[Stored dataset items]
"""
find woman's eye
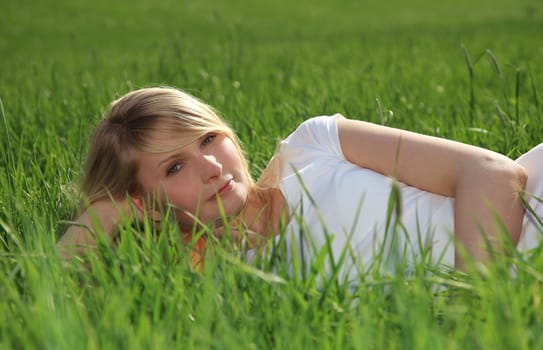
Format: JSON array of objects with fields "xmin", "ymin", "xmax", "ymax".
[
  {"xmin": 167, "ymin": 163, "xmax": 182, "ymax": 176},
  {"xmin": 201, "ymin": 133, "xmax": 216, "ymax": 147}
]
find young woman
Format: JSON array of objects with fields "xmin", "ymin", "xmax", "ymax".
[{"xmin": 57, "ymin": 86, "xmax": 542, "ymax": 277}]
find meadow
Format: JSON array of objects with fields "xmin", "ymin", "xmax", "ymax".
[{"xmin": 1, "ymin": 0, "xmax": 543, "ymax": 348}]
"""
- **ASSIGNMENT**
Among the lines above, which contain the word "find"? Copy every one.

- **SOLUTION FOR THIS EXERCISE**
find woman's eye
find young woman
find meadow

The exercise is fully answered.